*Work task*:
Repeat the stretch of entries below from the line with "Target: gravel ground" through the line with "Target: sky". Include both ends and add nothing.
══════════
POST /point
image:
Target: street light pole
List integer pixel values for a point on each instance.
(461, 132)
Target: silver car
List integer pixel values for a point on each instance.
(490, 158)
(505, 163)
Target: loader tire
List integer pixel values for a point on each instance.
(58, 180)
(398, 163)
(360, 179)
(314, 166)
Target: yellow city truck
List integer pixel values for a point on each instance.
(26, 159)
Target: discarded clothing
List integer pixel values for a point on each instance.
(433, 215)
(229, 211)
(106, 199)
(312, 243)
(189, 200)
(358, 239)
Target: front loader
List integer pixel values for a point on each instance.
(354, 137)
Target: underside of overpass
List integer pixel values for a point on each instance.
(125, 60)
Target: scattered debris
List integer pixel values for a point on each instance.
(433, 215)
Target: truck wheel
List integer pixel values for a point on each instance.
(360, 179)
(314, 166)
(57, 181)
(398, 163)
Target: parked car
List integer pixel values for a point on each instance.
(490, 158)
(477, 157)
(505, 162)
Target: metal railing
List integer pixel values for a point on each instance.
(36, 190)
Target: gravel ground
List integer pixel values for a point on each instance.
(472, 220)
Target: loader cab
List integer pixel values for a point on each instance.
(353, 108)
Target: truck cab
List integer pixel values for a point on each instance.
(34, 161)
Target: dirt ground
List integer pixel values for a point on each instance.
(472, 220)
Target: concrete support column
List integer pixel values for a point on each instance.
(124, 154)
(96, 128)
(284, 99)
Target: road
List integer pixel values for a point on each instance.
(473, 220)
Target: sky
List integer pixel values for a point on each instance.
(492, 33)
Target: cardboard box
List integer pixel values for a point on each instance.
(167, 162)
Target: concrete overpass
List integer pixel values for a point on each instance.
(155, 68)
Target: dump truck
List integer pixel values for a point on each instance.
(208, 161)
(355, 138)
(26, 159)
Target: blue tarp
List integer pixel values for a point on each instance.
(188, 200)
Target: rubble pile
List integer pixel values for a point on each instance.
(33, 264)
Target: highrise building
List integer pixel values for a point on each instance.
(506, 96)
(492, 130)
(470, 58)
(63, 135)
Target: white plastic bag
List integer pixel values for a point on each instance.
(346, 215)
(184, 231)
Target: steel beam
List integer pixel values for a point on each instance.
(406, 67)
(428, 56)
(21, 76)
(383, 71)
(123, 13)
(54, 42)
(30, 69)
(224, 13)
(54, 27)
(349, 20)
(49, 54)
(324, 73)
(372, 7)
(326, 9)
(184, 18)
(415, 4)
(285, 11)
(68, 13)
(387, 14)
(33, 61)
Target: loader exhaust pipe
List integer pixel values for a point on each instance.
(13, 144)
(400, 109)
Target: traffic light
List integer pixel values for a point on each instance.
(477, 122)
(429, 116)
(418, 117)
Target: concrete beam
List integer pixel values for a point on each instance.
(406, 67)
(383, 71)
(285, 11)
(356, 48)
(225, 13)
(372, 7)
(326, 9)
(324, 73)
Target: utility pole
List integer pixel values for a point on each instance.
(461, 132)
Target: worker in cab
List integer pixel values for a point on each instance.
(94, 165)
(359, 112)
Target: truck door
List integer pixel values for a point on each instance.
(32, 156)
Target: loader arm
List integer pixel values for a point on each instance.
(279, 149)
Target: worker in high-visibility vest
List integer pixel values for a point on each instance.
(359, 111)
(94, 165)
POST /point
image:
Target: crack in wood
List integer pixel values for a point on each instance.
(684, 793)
══════════
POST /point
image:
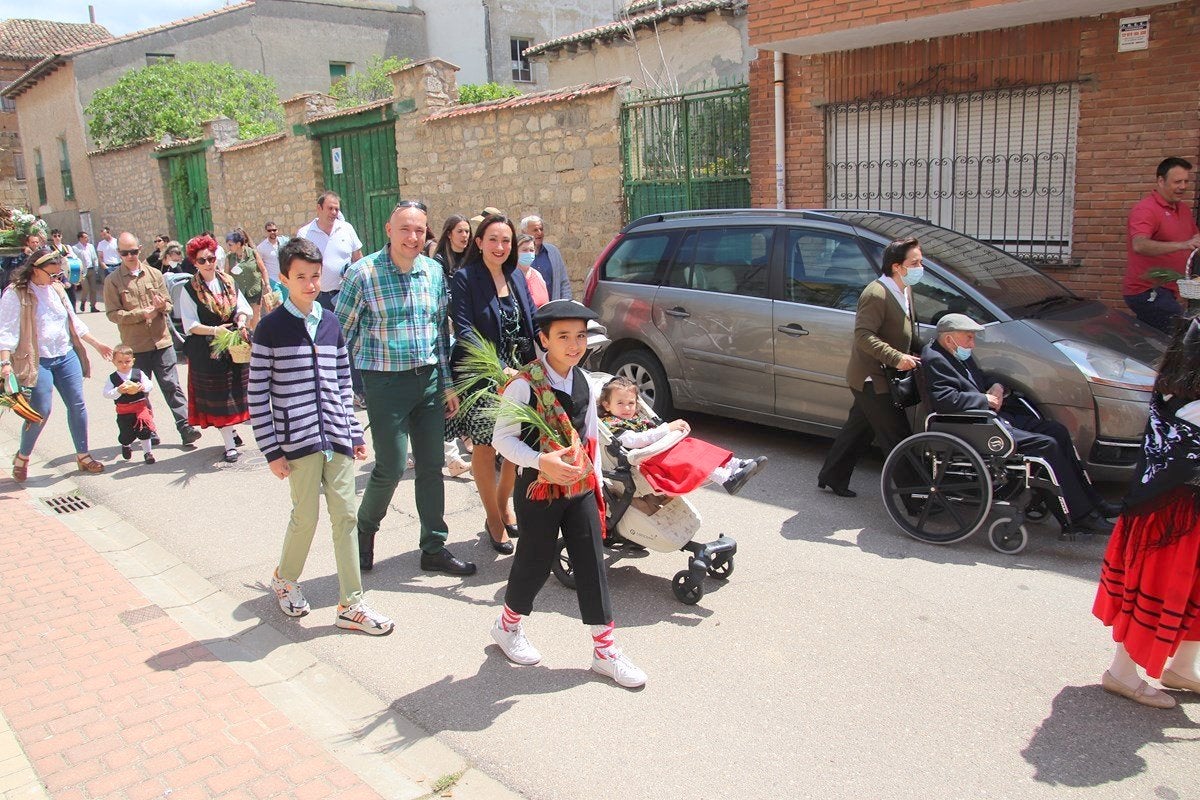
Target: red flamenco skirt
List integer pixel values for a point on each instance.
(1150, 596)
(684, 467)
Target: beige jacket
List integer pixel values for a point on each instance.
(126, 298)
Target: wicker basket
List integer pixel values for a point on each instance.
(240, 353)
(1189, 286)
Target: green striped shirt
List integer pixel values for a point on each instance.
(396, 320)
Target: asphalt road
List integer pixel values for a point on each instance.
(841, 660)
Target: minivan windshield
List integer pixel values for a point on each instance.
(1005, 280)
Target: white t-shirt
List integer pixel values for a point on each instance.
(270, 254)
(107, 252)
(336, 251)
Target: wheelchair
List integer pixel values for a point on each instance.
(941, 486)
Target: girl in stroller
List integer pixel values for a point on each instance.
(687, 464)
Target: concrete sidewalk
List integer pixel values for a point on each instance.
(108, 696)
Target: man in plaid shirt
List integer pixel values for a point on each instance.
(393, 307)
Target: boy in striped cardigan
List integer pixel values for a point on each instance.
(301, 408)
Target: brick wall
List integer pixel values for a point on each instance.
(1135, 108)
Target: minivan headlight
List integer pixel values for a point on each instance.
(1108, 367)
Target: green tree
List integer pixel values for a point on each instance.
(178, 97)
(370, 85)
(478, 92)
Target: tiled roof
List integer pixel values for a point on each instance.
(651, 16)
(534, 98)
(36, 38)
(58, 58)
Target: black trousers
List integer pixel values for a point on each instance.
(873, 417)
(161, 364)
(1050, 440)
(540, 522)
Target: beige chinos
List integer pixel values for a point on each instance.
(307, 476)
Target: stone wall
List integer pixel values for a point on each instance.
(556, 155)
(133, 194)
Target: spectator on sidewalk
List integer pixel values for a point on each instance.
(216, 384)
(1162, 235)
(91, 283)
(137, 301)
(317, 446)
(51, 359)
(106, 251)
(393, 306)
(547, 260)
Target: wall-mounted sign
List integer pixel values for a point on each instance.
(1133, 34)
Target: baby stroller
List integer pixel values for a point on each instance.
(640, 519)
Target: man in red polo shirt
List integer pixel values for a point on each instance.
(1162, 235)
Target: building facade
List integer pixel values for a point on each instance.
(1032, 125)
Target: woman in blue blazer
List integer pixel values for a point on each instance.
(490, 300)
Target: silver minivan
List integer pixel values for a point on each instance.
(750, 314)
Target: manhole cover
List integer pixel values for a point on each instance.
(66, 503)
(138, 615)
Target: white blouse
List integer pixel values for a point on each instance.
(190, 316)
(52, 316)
══════════
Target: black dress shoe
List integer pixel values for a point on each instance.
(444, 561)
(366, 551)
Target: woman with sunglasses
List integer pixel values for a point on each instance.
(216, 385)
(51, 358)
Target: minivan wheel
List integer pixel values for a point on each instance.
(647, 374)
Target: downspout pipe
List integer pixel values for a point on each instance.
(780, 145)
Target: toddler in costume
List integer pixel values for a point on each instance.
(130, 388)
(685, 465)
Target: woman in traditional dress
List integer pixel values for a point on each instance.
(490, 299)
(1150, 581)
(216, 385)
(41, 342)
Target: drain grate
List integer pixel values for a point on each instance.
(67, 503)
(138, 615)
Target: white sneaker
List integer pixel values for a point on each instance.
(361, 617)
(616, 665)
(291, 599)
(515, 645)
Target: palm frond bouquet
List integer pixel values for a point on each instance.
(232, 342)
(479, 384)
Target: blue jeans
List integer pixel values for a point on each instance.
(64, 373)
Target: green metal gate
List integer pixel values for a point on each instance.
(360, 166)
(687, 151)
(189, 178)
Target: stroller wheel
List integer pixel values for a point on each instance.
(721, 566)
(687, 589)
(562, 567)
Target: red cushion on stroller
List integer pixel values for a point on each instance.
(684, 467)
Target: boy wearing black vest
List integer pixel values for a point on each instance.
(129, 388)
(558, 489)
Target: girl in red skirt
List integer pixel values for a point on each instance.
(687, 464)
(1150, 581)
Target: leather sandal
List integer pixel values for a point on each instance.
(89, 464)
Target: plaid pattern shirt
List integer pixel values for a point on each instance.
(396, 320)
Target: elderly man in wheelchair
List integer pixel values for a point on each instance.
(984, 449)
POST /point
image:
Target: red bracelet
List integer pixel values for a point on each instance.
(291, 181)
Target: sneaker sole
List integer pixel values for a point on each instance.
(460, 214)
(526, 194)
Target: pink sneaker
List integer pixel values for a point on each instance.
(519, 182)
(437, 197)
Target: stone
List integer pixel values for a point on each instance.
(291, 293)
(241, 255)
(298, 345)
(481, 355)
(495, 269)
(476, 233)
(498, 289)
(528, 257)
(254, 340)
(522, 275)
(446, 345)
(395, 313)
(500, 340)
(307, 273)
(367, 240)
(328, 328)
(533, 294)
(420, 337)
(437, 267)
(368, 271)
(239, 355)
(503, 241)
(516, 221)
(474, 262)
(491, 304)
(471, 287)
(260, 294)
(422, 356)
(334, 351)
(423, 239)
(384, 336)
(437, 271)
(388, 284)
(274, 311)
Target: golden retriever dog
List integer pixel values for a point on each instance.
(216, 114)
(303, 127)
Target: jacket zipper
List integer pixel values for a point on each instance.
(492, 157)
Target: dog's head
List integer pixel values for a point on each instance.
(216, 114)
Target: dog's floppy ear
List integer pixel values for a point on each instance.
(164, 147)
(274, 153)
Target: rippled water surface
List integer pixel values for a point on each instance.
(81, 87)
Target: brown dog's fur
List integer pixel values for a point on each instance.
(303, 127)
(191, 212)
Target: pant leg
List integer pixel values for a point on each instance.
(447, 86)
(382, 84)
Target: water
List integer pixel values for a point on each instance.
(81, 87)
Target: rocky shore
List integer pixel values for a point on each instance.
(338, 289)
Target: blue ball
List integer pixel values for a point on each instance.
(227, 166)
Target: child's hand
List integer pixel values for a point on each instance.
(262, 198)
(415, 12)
══════════
*Worked solution*:
Target: gravel ground
List integer pixel values for a point on each instance.
(472, 220)
Target: loader cab
List integer pixel values for a point on each instance.
(353, 108)
Target: truck cab
List integer pixel values for a point on each instance.
(34, 161)
Target: dirt ground
List integer pixel values for a point on each instance.
(472, 220)
Target: concrete support column
List integer pixel values for a point on each instance.
(124, 154)
(96, 128)
(284, 99)
Target: road
List integer pixel values for a point on each instance.
(473, 220)
Target: sky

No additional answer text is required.